WHAT IS ASKED:
No images are to be carried over; print all other material exactly as it stands.

--- begin PROVIDED INFORMATION ---

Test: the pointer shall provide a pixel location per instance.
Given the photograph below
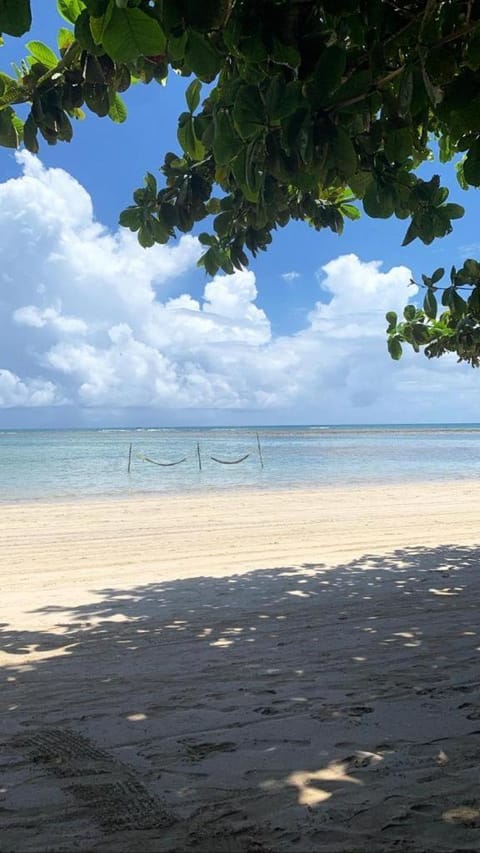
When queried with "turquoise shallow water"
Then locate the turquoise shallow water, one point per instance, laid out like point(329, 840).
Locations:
point(60, 464)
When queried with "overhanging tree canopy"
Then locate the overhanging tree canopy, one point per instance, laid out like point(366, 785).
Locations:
point(312, 106)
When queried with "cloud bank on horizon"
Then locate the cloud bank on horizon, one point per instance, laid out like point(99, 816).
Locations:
point(88, 323)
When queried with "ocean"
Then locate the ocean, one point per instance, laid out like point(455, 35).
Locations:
point(65, 464)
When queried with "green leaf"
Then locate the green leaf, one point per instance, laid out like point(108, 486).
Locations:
point(97, 98)
point(378, 201)
point(15, 17)
point(131, 33)
point(42, 53)
point(395, 347)
point(192, 95)
point(226, 141)
point(282, 99)
point(9, 90)
point(328, 72)
point(70, 9)
point(285, 54)
point(430, 304)
point(344, 153)
point(131, 218)
point(97, 8)
point(188, 138)
point(437, 275)
point(350, 211)
point(202, 57)
point(453, 211)
point(99, 24)
point(405, 92)
point(118, 110)
point(412, 234)
point(8, 132)
point(471, 165)
point(409, 312)
point(399, 145)
point(30, 135)
point(83, 34)
point(145, 236)
point(65, 38)
point(151, 184)
point(248, 112)
point(358, 84)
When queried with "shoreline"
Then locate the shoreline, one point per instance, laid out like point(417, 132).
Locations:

--- end PROVIDED INFORMATION ---

COMPLETE RESPONSE:
Test: the pointer shall provide a pixel location per instance.
Given the photograph below
When queried with "turquoise shallow water"
Then locate the turquoise shallow water, one point per instance, laid out like point(329, 840).
Locations:
point(60, 464)
When queried with "overhanging tree canopy"
Then locate the overhanging tree canopy, one point per instance, laid out like point(366, 785).
Locations:
point(312, 106)
When queried with "cloud bank on horizon"
Then locate the cloud bank on horizon, one point per instance, laid out like point(99, 816).
Locations:
point(88, 323)
When queried with "ocean"
Then locate the ocean, one point per instance, laid out like point(455, 35).
Locations:
point(65, 464)
When queried with "green leaf"
Then locate the green leaf, one point per instance, laid out like point(108, 486).
Locations:
point(97, 98)
point(378, 201)
point(15, 17)
point(131, 33)
point(42, 53)
point(395, 347)
point(192, 95)
point(226, 141)
point(282, 99)
point(9, 90)
point(328, 72)
point(70, 9)
point(285, 54)
point(430, 304)
point(344, 153)
point(131, 218)
point(97, 8)
point(188, 138)
point(437, 275)
point(350, 211)
point(202, 57)
point(453, 211)
point(99, 24)
point(405, 92)
point(118, 110)
point(412, 234)
point(8, 132)
point(471, 165)
point(409, 312)
point(399, 145)
point(30, 135)
point(83, 34)
point(145, 236)
point(65, 38)
point(151, 184)
point(248, 112)
point(358, 84)
When queried with "shoreline"
Then locate the shoreline, one point per instance, laid out like point(417, 132).
Locations:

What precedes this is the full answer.